# [REQUIRED TASK]
Please return each line from the material below that contains the string "window". Case matters, so uppercase and lowercase forms are treated as different.

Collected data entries
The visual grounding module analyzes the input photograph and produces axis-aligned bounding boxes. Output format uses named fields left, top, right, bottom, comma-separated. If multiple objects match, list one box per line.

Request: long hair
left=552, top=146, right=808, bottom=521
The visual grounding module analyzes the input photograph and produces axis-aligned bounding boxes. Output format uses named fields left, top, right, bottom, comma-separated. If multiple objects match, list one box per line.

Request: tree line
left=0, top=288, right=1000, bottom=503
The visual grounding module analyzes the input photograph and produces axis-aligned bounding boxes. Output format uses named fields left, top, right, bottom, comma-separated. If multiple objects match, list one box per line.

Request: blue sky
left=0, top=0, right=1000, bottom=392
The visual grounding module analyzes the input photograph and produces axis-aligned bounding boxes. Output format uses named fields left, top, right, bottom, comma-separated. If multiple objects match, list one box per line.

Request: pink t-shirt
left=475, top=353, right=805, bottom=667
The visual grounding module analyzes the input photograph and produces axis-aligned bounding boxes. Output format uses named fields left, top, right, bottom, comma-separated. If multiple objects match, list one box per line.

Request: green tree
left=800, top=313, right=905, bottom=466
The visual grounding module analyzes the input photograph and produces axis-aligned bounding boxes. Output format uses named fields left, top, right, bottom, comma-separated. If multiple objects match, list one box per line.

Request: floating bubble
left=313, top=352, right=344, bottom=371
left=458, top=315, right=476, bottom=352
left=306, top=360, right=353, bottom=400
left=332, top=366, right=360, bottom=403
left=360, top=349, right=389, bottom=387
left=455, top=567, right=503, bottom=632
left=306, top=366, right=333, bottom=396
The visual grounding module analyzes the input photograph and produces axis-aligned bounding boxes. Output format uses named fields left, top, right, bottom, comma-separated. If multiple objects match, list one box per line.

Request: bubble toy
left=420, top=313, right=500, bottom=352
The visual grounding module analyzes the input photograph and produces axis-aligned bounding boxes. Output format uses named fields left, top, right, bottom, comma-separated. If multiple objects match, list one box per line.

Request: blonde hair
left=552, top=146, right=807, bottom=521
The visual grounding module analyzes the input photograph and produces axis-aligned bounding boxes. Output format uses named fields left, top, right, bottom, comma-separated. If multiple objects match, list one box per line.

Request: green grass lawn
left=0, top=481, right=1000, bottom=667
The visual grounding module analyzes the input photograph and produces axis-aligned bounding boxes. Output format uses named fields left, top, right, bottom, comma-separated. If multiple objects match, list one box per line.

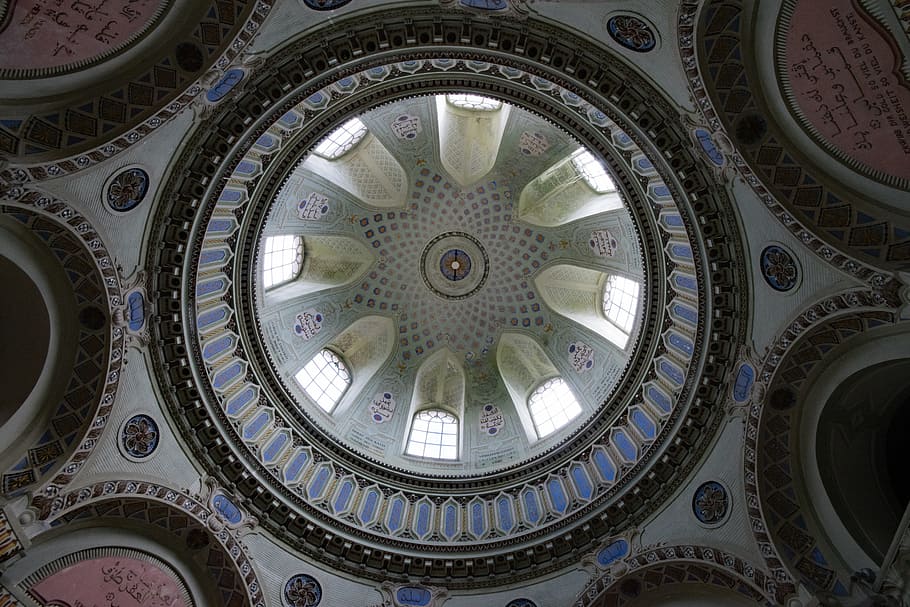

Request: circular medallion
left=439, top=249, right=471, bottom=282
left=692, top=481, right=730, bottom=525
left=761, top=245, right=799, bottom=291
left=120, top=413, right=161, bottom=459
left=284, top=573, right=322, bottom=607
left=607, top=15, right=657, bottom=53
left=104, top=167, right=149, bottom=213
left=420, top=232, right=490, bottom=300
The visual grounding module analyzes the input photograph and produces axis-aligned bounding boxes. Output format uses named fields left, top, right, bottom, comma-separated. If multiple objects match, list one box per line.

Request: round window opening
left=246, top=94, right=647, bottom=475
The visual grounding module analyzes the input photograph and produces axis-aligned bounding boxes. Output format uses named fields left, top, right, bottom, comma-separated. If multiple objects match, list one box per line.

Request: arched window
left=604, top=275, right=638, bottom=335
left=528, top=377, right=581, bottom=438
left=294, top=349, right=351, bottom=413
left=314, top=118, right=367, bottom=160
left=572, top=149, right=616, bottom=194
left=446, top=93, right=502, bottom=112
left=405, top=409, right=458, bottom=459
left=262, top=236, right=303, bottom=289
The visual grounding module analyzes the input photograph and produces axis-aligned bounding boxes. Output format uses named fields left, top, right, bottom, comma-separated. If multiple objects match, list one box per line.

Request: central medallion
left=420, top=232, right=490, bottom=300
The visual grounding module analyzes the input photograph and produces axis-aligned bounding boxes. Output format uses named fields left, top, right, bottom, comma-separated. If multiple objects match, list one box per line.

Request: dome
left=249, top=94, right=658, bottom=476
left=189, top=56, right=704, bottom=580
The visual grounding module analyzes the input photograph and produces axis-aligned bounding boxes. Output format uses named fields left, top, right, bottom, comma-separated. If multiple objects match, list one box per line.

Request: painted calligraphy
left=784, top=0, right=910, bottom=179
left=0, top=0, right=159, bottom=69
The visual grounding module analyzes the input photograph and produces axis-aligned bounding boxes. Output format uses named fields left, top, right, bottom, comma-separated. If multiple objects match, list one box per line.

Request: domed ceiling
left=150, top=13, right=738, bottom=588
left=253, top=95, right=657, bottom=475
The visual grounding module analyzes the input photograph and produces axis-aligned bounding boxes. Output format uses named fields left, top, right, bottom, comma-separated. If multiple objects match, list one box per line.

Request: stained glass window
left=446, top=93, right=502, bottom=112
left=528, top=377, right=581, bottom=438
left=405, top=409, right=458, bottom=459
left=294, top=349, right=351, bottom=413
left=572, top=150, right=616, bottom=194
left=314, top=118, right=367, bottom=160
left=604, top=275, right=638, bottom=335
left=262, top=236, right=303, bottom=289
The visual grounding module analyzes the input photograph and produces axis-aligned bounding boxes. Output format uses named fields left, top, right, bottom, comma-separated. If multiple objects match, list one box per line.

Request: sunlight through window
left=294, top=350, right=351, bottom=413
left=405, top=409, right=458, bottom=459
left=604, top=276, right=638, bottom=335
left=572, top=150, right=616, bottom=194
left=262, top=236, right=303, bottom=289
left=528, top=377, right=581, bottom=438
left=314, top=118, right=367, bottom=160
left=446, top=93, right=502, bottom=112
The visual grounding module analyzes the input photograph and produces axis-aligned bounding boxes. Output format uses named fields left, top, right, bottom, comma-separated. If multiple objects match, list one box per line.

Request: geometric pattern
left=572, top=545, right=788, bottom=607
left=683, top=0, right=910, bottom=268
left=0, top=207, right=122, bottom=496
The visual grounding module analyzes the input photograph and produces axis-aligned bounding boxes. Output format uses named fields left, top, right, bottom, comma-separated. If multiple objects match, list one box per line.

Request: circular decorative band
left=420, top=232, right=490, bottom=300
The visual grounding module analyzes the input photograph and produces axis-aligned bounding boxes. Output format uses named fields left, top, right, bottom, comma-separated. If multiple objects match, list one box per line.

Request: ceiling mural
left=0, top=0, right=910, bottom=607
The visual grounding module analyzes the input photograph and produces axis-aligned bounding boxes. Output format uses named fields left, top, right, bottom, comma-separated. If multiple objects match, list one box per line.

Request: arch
--
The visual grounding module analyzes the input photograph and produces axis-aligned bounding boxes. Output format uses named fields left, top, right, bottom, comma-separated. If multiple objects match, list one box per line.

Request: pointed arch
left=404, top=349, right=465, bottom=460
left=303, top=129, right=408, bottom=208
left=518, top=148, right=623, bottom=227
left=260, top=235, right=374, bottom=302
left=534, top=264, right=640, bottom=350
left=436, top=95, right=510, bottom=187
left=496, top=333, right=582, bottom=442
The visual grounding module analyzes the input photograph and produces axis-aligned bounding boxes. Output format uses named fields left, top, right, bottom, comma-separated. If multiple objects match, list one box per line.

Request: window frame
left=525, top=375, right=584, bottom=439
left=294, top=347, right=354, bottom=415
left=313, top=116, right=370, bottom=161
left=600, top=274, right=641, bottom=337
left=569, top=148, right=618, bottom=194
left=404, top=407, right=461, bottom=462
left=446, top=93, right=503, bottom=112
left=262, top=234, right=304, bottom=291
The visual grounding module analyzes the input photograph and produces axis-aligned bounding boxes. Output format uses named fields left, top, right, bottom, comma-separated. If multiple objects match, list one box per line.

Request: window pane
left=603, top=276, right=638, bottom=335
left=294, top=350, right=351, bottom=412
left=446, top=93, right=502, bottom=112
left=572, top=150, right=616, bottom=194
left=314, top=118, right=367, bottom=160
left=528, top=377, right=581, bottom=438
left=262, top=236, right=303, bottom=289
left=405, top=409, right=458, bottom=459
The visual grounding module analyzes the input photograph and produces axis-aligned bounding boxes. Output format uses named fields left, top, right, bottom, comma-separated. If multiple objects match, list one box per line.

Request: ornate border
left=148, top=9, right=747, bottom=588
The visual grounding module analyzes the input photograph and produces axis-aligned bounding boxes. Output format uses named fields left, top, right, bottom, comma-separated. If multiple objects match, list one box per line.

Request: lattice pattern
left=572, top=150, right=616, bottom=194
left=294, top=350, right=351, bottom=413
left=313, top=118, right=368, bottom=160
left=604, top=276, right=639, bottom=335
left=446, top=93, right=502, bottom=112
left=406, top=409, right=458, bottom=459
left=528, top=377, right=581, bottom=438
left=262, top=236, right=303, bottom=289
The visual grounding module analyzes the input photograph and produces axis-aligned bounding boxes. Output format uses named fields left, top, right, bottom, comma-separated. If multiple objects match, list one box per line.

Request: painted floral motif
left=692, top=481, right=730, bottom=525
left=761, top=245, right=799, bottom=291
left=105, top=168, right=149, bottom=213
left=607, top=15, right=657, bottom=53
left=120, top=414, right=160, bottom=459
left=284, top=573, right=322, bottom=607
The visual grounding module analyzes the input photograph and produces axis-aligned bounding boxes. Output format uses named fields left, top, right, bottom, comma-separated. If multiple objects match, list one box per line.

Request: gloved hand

# [SOLVED PROBLEM]
Request: round window opening
Request: arched window
Request: stained glass window
Request: sunlight through window
Request: window frame
Request: window pane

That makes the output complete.